(Input records Opens)

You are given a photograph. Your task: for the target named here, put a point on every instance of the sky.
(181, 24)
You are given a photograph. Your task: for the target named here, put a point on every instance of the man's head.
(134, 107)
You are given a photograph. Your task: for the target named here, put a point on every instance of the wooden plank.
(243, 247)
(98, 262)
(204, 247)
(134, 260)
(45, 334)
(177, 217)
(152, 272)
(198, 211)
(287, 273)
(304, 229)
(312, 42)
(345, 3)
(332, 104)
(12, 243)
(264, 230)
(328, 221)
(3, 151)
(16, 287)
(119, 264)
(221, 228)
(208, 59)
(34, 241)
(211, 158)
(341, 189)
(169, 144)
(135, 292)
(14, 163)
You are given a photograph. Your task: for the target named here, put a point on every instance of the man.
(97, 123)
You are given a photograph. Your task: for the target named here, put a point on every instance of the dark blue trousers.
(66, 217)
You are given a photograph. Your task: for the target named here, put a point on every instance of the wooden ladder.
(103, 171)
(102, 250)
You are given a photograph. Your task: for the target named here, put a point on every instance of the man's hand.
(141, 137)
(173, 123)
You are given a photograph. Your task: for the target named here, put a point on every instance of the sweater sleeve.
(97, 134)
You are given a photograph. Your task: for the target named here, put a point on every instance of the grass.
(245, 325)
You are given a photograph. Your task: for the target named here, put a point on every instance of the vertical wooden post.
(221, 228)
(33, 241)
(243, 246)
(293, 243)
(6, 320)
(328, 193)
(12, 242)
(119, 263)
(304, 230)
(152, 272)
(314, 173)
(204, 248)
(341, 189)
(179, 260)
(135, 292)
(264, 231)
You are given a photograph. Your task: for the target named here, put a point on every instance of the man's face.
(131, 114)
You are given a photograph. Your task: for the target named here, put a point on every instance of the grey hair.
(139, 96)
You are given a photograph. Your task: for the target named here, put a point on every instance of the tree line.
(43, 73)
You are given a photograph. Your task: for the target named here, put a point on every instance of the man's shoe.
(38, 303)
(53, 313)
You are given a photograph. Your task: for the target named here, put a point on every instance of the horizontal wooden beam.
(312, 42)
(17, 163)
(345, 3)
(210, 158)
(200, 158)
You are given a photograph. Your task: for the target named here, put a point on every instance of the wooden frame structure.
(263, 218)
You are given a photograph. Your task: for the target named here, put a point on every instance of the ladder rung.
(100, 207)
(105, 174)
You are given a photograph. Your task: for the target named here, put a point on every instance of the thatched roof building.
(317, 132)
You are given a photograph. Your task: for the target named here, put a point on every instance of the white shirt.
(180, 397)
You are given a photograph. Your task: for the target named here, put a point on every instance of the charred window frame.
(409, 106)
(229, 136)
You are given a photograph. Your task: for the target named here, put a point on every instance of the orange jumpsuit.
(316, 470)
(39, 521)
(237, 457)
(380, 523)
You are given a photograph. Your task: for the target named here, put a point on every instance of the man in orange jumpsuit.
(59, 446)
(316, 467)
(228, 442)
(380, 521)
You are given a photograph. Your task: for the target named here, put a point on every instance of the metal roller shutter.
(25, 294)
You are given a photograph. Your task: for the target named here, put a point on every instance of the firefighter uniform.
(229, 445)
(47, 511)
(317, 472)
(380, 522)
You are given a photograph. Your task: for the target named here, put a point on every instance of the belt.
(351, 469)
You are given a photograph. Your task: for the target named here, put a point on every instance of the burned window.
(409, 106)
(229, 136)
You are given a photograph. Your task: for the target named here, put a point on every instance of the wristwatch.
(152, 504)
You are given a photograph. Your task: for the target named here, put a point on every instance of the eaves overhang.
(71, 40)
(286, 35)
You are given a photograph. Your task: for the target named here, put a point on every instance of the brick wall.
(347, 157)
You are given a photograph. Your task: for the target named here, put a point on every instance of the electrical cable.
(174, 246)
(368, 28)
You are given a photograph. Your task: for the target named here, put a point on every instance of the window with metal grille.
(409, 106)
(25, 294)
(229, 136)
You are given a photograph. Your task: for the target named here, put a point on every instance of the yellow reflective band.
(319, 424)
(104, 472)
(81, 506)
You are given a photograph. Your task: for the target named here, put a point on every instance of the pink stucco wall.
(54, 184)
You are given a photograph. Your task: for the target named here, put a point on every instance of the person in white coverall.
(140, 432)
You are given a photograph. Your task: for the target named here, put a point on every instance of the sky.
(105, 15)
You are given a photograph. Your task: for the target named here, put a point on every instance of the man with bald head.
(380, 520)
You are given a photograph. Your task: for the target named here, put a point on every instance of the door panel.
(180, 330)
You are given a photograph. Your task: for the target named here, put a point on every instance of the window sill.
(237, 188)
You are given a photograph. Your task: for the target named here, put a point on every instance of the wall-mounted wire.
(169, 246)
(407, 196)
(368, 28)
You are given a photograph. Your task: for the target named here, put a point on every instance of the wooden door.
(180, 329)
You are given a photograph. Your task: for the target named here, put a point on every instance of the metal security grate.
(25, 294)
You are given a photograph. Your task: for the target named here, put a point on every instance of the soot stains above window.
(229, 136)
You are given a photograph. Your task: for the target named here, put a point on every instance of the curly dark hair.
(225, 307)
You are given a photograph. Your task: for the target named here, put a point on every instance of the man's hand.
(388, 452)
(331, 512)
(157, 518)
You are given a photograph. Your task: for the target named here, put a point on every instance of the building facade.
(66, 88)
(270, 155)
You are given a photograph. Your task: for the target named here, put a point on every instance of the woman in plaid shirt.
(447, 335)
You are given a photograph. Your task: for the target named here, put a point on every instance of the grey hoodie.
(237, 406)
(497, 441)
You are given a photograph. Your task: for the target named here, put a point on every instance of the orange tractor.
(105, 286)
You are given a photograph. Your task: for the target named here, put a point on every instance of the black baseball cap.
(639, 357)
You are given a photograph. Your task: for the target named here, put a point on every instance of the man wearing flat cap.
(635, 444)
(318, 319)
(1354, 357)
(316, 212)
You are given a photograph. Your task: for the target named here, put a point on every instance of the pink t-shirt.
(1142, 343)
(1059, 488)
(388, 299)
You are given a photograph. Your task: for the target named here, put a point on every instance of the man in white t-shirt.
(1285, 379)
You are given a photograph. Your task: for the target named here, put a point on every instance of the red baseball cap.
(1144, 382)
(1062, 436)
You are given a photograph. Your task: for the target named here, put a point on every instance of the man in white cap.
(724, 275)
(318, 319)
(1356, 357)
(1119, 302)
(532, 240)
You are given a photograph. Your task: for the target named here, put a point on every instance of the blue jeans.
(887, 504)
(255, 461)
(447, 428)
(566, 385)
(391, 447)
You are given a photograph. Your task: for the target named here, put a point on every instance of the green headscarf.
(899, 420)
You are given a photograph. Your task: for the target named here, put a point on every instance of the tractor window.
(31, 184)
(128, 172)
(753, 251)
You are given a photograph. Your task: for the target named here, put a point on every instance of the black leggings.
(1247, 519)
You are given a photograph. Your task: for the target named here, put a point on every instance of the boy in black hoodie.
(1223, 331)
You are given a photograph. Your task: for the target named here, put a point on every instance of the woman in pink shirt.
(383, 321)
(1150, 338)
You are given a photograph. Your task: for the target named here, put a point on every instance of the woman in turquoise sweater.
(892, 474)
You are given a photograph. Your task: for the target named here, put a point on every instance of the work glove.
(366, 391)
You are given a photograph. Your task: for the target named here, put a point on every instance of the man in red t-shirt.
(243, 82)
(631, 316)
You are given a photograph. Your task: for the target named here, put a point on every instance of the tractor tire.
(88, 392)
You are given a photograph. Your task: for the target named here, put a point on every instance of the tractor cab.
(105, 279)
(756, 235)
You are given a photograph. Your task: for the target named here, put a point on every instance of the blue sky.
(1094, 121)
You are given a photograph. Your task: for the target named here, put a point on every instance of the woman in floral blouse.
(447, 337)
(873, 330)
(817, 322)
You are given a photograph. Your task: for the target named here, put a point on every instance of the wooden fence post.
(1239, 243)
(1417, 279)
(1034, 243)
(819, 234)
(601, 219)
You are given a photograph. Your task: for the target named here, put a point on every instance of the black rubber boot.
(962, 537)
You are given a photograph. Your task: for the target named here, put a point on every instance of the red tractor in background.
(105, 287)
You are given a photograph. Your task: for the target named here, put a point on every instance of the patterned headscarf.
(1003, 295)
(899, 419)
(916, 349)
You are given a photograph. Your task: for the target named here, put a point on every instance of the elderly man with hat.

(Input records Closes)

*Your instructions*: Return exactly what appears in the records from the line with "in floral blouse." through the final line, and nothing else.

*Response box*:
You are given a photograph. Your task: for the target named here, put a point on every instance of the woman in floral blouse.
(447, 337)
(873, 330)
(817, 322)
You are given a photograph. Your task: for the target named here, put a point on every instance of the wooden fence post.
(1239, 243)
(1417, 279)
(1034, 243)
(819, 234)
(601, 219)
You are given a photograph. Your task: for the target named here, put a point on every instance of the black rubber boot.
(962, 537)
You are given a photograph. Your task: for the target named here, put a point on every instance of the red tractor in background.
(105, 287)
You are given a photograph. Your task: for the target named here, put a point on every instance of the patterned headscarf.
(1003, 295)
(899, 419)
(916, 349)
You are given a photograph. Your task: for the target named here, put a point on every instance of the elderly man with hat.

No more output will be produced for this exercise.